[START Available records]
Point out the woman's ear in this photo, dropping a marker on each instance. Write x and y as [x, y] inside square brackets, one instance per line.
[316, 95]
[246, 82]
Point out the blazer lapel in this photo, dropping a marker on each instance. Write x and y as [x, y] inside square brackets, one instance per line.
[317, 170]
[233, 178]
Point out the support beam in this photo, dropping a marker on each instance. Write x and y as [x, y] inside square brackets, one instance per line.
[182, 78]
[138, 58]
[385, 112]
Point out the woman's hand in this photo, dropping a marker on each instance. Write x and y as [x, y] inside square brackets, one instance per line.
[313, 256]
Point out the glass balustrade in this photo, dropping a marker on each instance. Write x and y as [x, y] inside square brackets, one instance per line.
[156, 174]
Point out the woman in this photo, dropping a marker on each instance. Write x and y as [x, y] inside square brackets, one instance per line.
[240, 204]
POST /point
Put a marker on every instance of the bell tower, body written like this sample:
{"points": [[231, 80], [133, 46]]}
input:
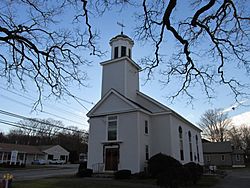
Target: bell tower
{"points": [[121, 73]]}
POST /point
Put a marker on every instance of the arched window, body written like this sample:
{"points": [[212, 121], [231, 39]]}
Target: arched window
{"points": [[190, 145], [197, 148], [181, 144]]}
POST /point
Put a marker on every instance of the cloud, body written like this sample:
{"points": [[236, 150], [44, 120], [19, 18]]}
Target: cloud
{"points": [[240, 119]]}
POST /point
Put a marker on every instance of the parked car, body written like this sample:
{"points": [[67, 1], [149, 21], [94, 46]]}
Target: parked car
{"points": [[56, 161], [39, 162]]}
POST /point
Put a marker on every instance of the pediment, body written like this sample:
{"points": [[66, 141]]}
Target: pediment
{"points": [[113, 102]]}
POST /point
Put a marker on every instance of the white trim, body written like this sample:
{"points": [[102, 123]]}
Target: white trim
{"points": [[125, 80], [138, 140], [119, 59], [153, 101], [106, 96]]}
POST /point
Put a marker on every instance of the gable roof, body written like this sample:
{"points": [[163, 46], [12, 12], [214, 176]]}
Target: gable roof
{"points": [[119, 59], [130, 105], [158, 107], [217, 147]]}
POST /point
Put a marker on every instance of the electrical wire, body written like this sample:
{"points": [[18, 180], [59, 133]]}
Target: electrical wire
{"points": [[45, 112], [3, 112], [30, 99]]}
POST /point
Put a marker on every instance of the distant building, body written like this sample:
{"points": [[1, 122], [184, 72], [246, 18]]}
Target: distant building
{"points": [[222, 154], [16, 154], [127, 127]]}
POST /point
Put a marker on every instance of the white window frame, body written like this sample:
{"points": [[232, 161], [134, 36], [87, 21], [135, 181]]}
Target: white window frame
{"points": [[223, 157], [147, 152], [237, 157]]}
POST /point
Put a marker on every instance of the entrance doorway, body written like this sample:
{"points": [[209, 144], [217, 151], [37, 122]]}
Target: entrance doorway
{"points": [[111, 159]]}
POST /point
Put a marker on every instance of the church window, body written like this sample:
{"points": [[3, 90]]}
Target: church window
{"points": [[147, 152], [190, 145], [116, 52], [197, 148], [181, 144], [237, 157], [112, 128], [129, 53], [146, 127], [223, 157], [123, 51]]}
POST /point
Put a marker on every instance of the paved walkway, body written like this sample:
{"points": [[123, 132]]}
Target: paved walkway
{"points": [[236, 178]]}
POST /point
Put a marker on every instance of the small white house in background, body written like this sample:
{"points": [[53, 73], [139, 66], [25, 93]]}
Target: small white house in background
{"points": [[16, 154], [55, 153], [127, 127]]}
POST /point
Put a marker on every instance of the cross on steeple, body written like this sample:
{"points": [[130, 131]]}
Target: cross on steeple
{"points": [[122, 26]]}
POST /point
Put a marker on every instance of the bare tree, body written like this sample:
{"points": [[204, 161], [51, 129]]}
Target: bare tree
{"points": [[215, 125], [37, 44], [212, 37], [240, 137]]}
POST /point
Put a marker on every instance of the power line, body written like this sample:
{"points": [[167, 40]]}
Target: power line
{"points": [[76, 98], [28, 98], [45, 112], [36, 120]]}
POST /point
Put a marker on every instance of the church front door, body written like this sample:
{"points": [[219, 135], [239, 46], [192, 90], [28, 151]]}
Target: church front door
{"points": [[111, 159]]}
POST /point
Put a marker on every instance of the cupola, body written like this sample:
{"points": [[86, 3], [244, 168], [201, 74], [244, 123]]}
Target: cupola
{"points": [[121, 45]]}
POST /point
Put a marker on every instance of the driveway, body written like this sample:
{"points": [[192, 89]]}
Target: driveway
{"points": [[38, 173], [236, 178]]}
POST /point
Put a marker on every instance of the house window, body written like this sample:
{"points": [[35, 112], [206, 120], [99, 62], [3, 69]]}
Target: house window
{"points": [[223, 157], [112, 128], [190, 145], [181, 144], [123, 51], [197, 148], [146, 127], [146, 152]]}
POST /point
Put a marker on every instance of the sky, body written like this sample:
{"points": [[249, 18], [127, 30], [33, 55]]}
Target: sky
{"points": [[71, 113]]}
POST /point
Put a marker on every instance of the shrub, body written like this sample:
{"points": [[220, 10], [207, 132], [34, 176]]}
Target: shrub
{"points": [[85, 172], [160, 163], [123, 174], [194, 170], [166, 169], [141, 175]]}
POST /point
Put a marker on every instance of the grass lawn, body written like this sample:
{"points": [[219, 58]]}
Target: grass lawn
{"points": [[74, 182]]}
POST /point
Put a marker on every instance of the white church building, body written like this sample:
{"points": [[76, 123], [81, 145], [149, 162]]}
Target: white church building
{"points": [[127, 127]]}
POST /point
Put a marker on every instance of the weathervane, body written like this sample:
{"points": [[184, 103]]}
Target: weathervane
{"points": [[122, 26]]}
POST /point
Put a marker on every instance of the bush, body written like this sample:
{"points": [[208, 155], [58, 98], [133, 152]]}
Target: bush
{"points": [[85, 172], [160, 163], [194, 172], [166, 169], [141, 175], [123, 174]]}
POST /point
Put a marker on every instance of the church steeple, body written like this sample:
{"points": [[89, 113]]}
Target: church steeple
{"points": [[121, 45], [121, 73]]}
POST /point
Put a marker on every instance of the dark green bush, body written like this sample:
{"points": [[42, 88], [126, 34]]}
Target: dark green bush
{"points": [[160, 163], [141, 175], [85, 172], [194, 172], [122, 174], [166, 169]]}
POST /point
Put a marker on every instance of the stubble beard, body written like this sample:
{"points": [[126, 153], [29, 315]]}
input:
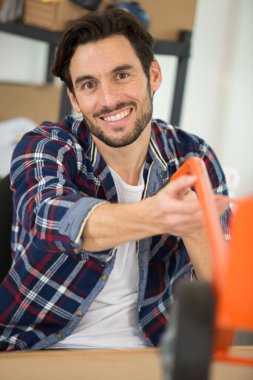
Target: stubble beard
{"points": [[141, 122]]}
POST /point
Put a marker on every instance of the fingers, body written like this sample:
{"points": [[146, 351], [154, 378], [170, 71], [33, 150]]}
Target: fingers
{"points": [[181, 186]]}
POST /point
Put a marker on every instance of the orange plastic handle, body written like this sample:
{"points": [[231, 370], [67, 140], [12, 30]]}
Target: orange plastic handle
{"points": [[195, 166]]}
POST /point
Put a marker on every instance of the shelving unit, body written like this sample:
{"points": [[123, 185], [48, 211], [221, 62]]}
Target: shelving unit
{"points": [[180, 49]]}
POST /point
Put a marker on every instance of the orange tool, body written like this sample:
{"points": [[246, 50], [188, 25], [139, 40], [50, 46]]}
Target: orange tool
{"points": [[232, 263]]}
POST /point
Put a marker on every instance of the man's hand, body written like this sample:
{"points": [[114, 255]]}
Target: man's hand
{"points": [[174, 210]]}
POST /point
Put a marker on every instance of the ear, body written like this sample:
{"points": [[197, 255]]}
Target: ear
{"points": [[73, 101], [155, 75]]}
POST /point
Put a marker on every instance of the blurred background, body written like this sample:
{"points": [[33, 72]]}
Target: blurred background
{"points": [[217, 99]]}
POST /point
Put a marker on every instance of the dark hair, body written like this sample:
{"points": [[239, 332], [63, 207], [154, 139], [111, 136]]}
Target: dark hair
{"points": [[95, 26]]}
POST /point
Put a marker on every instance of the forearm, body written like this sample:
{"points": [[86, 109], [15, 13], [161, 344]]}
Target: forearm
{"points": [[113, 224], [198, 249]]}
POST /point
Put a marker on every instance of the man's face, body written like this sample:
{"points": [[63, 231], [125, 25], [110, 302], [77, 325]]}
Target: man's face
{"points": [[112, 91]]}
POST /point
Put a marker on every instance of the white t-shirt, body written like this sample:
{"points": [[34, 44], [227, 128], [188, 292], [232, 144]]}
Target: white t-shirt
{"points": [[111, 321]]}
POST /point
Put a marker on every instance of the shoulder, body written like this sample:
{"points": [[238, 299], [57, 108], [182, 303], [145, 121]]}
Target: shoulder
{"points": [[177, 141], [50, 135]]}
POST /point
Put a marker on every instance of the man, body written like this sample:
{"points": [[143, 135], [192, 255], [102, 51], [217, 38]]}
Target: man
{"points": [[100, 235]]}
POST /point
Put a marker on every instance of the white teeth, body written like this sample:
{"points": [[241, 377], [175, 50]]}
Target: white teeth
{"points": [[117, 117]]}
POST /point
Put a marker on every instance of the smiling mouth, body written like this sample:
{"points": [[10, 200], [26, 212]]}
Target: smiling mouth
{"points": [[118, 116]]}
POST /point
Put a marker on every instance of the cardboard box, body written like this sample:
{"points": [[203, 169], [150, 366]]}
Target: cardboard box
{"points": [[169, 17], [35, 102], [53, 14]]}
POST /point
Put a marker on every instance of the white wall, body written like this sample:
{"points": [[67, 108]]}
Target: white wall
{"points": [[219, 93]]}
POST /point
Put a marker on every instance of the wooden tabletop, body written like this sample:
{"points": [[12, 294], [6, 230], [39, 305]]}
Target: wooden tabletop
{"points": [[134, 364]]}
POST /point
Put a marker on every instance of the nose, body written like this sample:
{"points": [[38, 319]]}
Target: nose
{"points": [[108, 95]]}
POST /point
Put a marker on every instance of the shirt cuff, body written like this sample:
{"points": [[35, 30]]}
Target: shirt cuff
{"points": [[74, 220]]}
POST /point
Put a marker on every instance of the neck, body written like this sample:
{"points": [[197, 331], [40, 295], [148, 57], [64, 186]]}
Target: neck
{"points": [[127, 161]]}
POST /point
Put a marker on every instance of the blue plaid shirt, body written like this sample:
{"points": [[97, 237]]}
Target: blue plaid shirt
{"points": [[58, 176]]}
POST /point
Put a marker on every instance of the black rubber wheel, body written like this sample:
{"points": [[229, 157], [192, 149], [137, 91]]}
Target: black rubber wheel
{"points": [[187, 348]]}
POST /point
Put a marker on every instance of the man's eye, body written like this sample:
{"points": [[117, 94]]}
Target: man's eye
{"points": [[88, 85]]}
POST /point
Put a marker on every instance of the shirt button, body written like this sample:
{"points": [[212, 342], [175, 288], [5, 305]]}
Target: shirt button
{"points": [[59, 335], [79, 313]]}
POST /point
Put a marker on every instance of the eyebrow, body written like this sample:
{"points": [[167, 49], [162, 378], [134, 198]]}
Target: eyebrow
{"points": [[82, 78]]}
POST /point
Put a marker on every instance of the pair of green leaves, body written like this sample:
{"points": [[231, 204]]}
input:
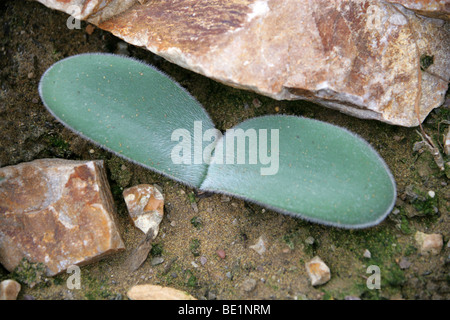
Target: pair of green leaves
{"points": [[298, 166]]}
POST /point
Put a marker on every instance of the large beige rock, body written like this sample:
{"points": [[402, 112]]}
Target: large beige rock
{"points": [[432, 8], [57, 212], [361, 57]]}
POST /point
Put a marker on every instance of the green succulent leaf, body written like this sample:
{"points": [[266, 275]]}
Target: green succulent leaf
{"points": [[127, 107], [323, 173], [298, 166]]}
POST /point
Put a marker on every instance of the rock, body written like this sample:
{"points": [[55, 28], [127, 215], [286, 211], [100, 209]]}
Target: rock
{"points": [[56, 212], [310, 240], [153, 292], [9, 290], [157, 260], [430, 8], [259, 246], [429, 243], [221, 253], [361, 57], [447, 142], [145, 205], [248, 285], [404, 263], [318, 271]]}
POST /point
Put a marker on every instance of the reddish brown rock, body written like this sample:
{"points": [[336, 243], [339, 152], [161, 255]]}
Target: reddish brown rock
{"points": [[57, 212], [361, 57], [431, 8], [9, 290]]}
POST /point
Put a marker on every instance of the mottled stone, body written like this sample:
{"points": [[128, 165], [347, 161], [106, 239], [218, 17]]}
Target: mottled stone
{"points": [[153, 292], [56, 212], [145, 205], [429, 243], [361, 57], [318, 271], [259, 246], [447, 142], [9, 290]]}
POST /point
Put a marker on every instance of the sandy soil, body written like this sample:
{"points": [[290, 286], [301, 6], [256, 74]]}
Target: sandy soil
{"points": [[33, 37]]}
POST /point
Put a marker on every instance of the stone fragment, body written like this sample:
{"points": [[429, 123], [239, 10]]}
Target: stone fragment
{"points": [[56, 212], [431, 8], [248, 285], [318, 271], [153, 292], [429, 243], [145, 205], [259, 246], [221, 253], [447, 142], [361, 57], [9, 290], [157, 260]]}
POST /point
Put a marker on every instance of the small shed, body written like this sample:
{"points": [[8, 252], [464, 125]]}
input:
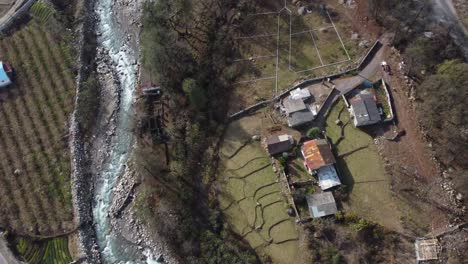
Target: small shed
{"points": [[427, 249], [5, 74], [279, 144], [317, 154], [293, 105], [328, 178], [300, 118], [364, 109], [299, 93], [321, 204]]}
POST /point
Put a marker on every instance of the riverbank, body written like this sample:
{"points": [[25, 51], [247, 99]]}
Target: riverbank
{"points": [[82, 186]]}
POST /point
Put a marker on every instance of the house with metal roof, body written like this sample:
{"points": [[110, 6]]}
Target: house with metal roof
{"points": [[293, 105], [300, 118], [364, 110], [5, 74], [319, 159], [321, 204], [279, 144], [298, 113], [427, 249]]}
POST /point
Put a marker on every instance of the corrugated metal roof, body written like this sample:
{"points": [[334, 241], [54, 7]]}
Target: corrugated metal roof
{"points": [[328, 178], [427, 249], [365, 110], [279, 144], [293, 105], [317, 153], [300, 118], [321, 204]]}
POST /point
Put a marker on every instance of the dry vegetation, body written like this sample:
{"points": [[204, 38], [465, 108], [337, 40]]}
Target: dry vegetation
{"points": [[276, 59], [34, 157]]}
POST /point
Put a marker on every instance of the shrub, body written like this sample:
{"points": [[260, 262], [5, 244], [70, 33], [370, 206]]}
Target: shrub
{"points": [[331, 255]]}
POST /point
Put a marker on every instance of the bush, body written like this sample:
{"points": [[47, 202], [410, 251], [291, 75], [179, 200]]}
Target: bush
{"points": [[313, 133], [331, 255]]}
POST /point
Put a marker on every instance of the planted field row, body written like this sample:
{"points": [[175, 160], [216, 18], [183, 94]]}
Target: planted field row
{"points": [[35, 169], [50, 251]]}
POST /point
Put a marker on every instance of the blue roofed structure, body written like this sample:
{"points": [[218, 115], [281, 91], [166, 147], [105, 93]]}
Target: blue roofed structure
{"points": [[4, 78]]}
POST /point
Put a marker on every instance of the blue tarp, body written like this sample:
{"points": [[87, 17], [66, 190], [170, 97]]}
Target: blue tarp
{"points": [[4, 79], [367, 84]]}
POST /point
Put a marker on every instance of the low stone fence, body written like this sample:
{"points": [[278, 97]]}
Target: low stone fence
{"points": [[249, 109], [20, 11]]}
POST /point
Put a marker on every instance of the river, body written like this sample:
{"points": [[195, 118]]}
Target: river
{"points": [[114, 248]]}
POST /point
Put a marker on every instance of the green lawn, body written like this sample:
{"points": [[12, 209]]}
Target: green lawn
{"points": [[361, 169], [251, 198]]}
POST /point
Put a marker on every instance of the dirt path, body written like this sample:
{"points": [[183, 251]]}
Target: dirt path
{"points": [[6, 256]]}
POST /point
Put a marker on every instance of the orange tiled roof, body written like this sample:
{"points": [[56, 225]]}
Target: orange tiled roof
{"points": [[317, 153]]}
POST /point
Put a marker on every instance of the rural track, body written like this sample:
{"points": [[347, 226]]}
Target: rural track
{"points": [[6, 256], [15, 11]]}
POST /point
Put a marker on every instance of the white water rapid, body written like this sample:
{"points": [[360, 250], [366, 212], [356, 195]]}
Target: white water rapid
{"points": [[114, 248]]}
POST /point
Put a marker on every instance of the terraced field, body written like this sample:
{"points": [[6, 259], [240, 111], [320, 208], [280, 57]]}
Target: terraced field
{"points": [[34, 113], [51, 251], [251, 197]]}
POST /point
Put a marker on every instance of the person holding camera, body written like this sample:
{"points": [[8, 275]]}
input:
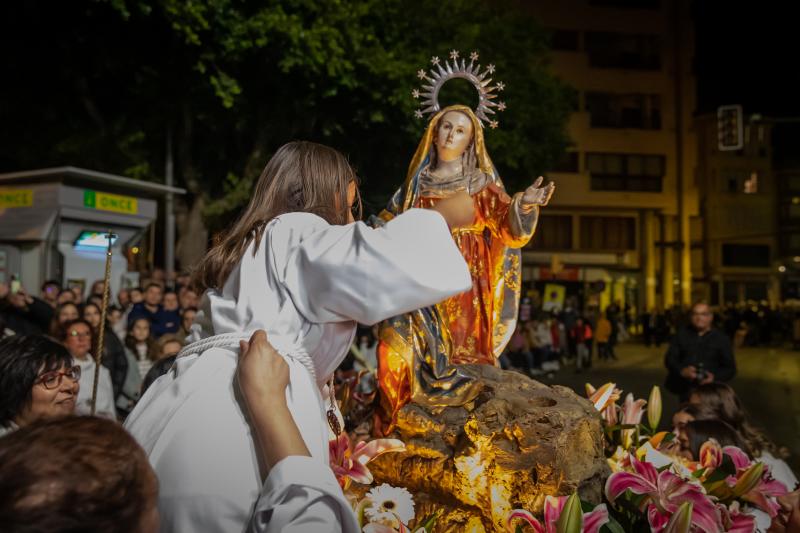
[END Available records]
Short task :: Report how many lines of the material above contain the string "plastic", and give only that number.

Solution for this task :: 2